RECORDS SUPPLIED START
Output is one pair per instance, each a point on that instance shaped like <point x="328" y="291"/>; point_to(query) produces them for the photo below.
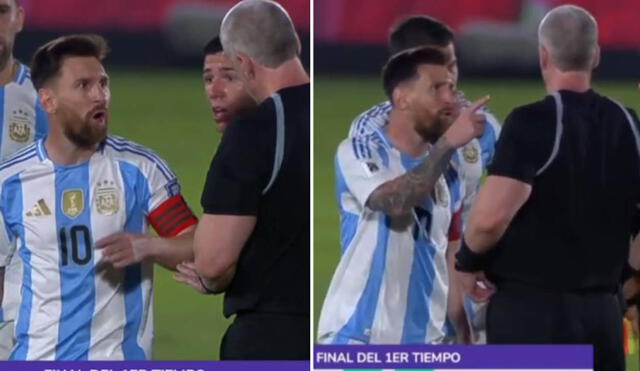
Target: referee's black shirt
<point x="579" y="153"/>
<point x="272" y="273"/>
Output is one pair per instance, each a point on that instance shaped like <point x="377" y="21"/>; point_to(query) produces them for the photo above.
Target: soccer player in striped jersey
<point x="474" y="157"/>
<point x="22" y="120"/>
<point x="228" y="98"/>
<point x="391" y="285"/>
<point x="61" y="195"/>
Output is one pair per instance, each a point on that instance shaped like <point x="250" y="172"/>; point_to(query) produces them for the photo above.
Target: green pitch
<point x="166" y="110"/>
<point x="338" y="101"/>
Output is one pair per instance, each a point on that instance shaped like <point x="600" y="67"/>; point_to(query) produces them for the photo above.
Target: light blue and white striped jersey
<point x="70" y="307"/>
<point x="22" y="115"/>
<point x="391" y="284"/>
<point x="23" y="120"/>
<point x="474" y="158"/>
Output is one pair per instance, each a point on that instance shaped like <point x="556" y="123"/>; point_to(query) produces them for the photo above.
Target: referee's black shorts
<point x="267" y="336"/>
<point x="520" y="314"/>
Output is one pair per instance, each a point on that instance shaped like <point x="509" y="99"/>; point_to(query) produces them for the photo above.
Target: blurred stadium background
<point x="158" y="100"/>
<point x="497" y="55"/>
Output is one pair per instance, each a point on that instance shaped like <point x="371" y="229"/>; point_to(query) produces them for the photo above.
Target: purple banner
<point x="454" y="356"/>
<point x="156" y="366"/>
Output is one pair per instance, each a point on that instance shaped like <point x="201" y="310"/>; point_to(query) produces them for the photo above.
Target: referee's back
<point x="573" y="232"/>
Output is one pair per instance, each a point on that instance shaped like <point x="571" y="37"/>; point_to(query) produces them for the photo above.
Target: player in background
<point x="474" y="157"/>
<point x="392" y="283"/>
<point x="61" y="194"/>
<point x="223" y="87"/>
<point x="22" y="120"/>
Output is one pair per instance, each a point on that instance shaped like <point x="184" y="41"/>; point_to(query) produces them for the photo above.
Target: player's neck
<point x="404" y="137"/>
<point x="62" y="151"/>
<point x="290" y="73"/>
<point x="573" y="81"/>
<point x="9" y="71"/>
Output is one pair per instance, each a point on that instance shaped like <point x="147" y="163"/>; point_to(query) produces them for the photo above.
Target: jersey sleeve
<point x="370" y="120"/>
<point x="168" y="213"/>
<point x="525" y="143"/>
<point x="7" y="242"/>
<point x="364" y="166"/>
<point x="455" y="229"/>
<point x="489" y="138"/>
<point x="241" y="168"/>
<point x="42" y="122"/>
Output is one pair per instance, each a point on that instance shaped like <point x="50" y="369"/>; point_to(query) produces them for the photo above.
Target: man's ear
<point x="544" y="57"/>
<point x="596" y="58"/>
<point x="20" y="19"/>
<point x="400" y="98"/>
<point x="48" y="100"/>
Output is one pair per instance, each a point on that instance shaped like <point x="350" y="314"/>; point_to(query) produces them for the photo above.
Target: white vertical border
<point x="311" y="185"/>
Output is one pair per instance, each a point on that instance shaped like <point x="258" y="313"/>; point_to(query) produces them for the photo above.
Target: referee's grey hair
<point x="570" y="34"/>
<point x="261" y="29"/>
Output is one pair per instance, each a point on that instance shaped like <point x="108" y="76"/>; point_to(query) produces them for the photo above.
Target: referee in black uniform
<point x="551" y="226"/>
<point x="253" y="239"/>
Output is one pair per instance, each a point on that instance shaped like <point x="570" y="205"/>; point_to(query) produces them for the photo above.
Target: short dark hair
<point x="418" y="30"/>
<point x="213" y="46"/>
<point x="403" y="66"/>
<point x="48" y="59"/>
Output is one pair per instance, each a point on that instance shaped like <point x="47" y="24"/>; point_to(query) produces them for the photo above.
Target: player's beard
<point x="82" y="132"/>
<point x="432" y="132"/>
<point x="5" y="53"/>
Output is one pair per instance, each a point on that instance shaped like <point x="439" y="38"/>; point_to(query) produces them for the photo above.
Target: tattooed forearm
<point x="400" y="195"/>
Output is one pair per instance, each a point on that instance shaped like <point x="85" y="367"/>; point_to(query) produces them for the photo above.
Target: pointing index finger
<point x="479" y="103"/>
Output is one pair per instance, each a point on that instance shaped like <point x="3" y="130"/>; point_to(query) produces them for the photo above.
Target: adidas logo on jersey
<point x="39" y="209"/>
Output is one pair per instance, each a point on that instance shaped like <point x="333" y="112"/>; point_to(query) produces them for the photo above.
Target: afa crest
<point x="19" y="128"/>
<point x="441" y="193"/>
<point x="72" y="202"/>
<point x="107" y="200"/>
<point x="470" y="153"/>
<point x="19" y="131"/>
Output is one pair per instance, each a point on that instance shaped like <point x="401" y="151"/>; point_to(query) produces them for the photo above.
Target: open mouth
<point x="99" y="115"/>
<point x="219" y="113"/>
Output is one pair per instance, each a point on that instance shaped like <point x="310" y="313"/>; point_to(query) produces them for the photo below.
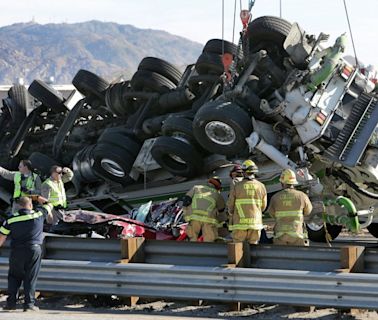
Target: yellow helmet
<point x="288" y="177"/>
<point x="216" y="182"/>
<point x="249" y="166"/>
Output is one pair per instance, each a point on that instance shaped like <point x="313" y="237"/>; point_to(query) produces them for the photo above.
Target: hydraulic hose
<point x="354" y="186"/>
<point x="350" y="221"/>
<point x="330" y="62"/>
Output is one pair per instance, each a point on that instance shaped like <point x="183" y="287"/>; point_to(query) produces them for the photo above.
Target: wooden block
<point x="235" y="306"/>
<point x="246" y="255"/>
<point x="132" y="250"/>
<point x="357" y="312"/>
<point x="352" y="258"/>
<point x="130" y="301"/>
<point x="307" y="309"/>
<point x="235" y="254"/>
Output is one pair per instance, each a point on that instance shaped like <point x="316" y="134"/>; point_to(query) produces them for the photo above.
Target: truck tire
<point x="90" y="84"/>
<point x="221" y="127"/>
<point x="175" y="126"/>
<point x="318" y="233"/>
<point x="42" y="163"/>
<point x="143" y="80"/>
<point x="269" y="33"/>
<point x="209" y="63"/>
<point x="112" y="163"/>
<point x="121" y="139"/>
<point x="82" y="165"/>
<point x="161" y="67"/>
<point x="19" y="94"/>
<point x="47" y="95"/>
<point x="114" y="100"/>
<point x="213" y="162"/>
<point x="220" y="46"/>
<point x="373" y="229"/>
<point x="177" y="157"/>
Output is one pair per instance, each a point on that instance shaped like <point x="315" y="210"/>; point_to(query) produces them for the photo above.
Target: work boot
<point x="31" y="308"/>
<point x="9" y="308"/>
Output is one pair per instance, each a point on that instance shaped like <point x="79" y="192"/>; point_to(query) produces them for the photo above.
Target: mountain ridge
<point x="38" y="51"/>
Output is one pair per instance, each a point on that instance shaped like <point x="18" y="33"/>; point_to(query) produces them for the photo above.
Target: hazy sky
<point x="200" y="20"/>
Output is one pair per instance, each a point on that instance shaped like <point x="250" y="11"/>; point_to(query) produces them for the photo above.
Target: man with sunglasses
<point x="53" y="190"/>
<point x="26" y="182"/>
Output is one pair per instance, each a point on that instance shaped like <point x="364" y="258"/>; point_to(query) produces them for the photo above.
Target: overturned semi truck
<point x="281" y="97"/>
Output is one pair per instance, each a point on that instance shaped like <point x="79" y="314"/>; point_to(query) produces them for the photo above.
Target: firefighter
<point x="236" y="174"/>
<point x="26" y="182"/>
<point x="246" y="203"/>
<point x="53" y="190"/>
<point x="203" y="207"/>
<point x="25" y="230"/>
<point x="288" y="207"/>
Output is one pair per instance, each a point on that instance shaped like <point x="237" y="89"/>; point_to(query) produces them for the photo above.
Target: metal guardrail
<point x="185" y="253"/>
<point x="321" y="259"/>
<point x="295" y="258"/>
<point x="371" y="260"/>
<point x="344" y="290"/>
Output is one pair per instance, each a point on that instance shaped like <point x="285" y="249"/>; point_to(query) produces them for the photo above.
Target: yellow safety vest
<point x="248" y="206"/>
<point x="57" y="193"/>
<point x="287" y="222"/>
<point x="30" y="184"/>
<point x="203" y="204"/>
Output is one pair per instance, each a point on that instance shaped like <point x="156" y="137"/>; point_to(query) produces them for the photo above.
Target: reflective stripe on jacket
<point x="288" y="208"/>
<point x="29" y="184"/>
<point x="57" y="193"/>
<point x="206" y="204"/>
<point x="246" y="203"/>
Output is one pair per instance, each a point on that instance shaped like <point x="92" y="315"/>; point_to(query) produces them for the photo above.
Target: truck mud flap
<point x="352" y="140"/>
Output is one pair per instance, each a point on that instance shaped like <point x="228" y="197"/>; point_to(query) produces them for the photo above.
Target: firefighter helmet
<point x="216" y="182"/>
<point x="236" y="168"/>
<point x="288" y="177"/>
<point x="249" y="166"/>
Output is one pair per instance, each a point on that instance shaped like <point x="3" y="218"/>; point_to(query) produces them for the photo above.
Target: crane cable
<point x="222" y="27"/>
<point x="351" y="35"/>
<point x="233" y="27"/>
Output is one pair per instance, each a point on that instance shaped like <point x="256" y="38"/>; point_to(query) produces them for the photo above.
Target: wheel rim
<point x="220" y="133"/>
<point x="177" y="158"/>
<point x="313" y="226"/>
<point x="112" y="167"/>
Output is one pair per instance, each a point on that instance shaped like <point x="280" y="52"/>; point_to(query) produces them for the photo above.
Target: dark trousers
<point x="24" y="265"/>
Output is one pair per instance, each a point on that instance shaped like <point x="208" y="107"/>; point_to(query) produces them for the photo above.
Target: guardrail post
<point x="238" y="257"/>
<point x="352" y="261"/>
<point x="132" y="250"/>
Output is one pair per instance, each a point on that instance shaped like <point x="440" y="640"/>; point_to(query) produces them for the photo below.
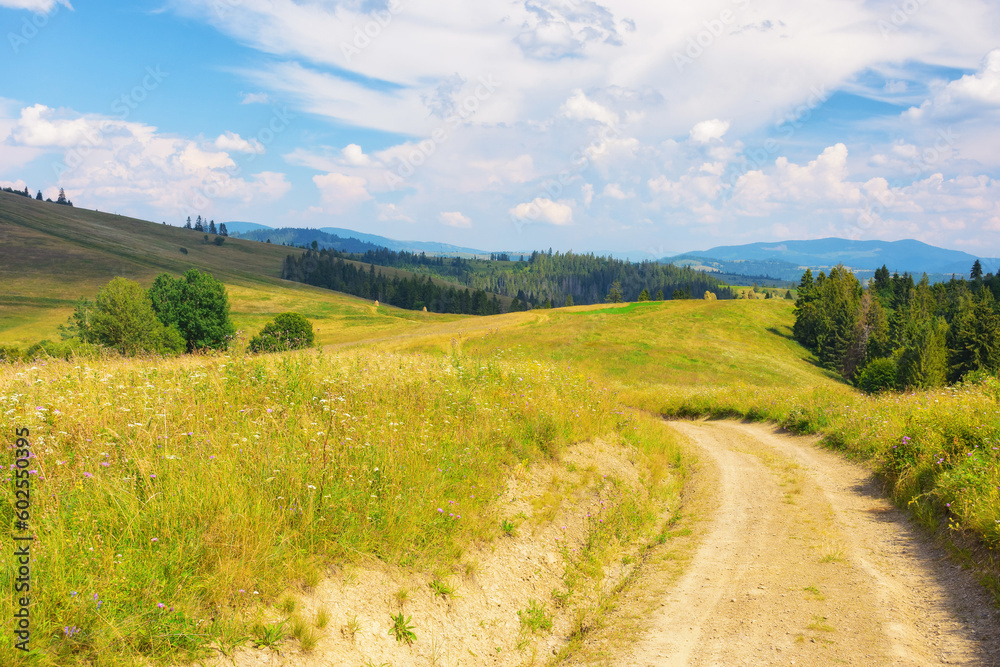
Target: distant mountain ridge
<point x="787" y="259"/>
<point x="258" y="232"/>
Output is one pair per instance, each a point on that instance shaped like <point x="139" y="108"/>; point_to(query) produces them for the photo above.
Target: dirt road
<point x="804" y="562"/>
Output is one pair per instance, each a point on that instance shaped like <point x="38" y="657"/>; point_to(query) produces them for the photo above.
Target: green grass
<point x="216" y="483"/>
<point x="51" y="256"/>
<point x="208" y="484"/>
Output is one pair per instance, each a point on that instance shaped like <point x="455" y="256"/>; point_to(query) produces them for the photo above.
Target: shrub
<point x="197" y="305"/>
<point x="287" y="331"/>
<point x="877" y="376"/>
<point x="122" y="318"/>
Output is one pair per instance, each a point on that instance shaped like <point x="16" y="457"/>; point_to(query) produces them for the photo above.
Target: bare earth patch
<point x="549" y="507"/>
<point x="805" y="562"/>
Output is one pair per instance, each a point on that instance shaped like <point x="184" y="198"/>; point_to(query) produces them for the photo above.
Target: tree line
<point x="553" y="279"/>
<point x="61" y="199"/>
<point x="207" y="226"/>
<point x="328" y="269"/>
<point x="898" y="334"/>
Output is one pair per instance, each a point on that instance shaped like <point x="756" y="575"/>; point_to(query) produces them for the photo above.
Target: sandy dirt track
<point x="804" y="562"/>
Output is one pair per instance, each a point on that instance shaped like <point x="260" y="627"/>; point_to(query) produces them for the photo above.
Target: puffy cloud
<point x="230" y="141"/>
<point x="545" y="211"/>
<point x="39" y="126"/>
<point x="341" y="192"/>
<point x="355" y="157"/>
<point x="822" y="180"/>
<point x="578" y="107"/>
<point x="455" y="219"/>
<point x="111" y="163"/>
<point x="615" y="191"/>
<point x="979" y="89"/>
<point x="388" y="212"/>
<point x="534" y="136"/>
<point x="707" y="130"/>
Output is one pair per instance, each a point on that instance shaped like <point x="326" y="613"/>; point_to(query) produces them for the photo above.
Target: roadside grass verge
<point x="938" y="451"/>
<point x="173" y="498"/>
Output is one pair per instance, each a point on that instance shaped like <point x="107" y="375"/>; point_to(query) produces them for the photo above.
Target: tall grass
<point x="171" y="496"/>
<point x="938" y="451"/>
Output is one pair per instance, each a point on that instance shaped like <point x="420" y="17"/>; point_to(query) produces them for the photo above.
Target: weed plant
<point x="171" y="499"/>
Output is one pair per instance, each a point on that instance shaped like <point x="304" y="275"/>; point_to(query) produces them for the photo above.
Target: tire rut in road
<point x="805" y="563"/>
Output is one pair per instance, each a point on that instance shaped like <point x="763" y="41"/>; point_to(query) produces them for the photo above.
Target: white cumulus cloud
<point x="545" y="211"/>
<point x="707" y="130"/>
<point x="230" y="141"/>
<point x="341" y="192"/>
<point x="455" y="219"/>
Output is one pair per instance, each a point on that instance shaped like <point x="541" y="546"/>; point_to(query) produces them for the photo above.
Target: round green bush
<point x="287" y="331"/>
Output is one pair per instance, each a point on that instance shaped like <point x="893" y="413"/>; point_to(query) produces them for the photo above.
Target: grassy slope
<point x="52" y="255"/>
<point x="691" y="342"/>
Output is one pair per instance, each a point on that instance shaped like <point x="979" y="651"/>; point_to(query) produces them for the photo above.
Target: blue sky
<point x="574" y="124"/>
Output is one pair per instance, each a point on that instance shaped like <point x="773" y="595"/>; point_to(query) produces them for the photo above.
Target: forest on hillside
<point x="897" y="334"/>
<point x="325" y="268"/>
<point x="536" y="280"/>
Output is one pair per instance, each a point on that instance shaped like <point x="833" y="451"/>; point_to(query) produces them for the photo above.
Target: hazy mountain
<point x="787" y="259"/>
<point x="429" y="247"/>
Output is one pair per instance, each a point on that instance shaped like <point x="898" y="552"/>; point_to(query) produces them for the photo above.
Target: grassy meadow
<point x="43" y="243"/>
<point x="175" y="500"/>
RECORDS SUPPLIED END
EXERCISE GOAL
Give exactly the lines from the one with "Target: forest on hillside" to the end of the entries, nothing before them.

YOUR SOLUTION
Target: forest on hillside
<point x="897" y="334"/>
<point x="325" y="268"/>
<point x="536" y="280"/>
Output is one pair per instance, each a point on that instance shaped like <point x="833" y="451"/>; point_to(query) produces them for the photo above.
Target: hazy mountain
<point x="787" y="259"/>
<point x="429" y="247"/>
Output is one pair per instance, each a point on that instance shaped like <point x="898" y="552"/>; point_to(query) produces them for the photo above.
Target: grassy meadow
<point x="43" y="243"/>
<point x="175" y="500"/>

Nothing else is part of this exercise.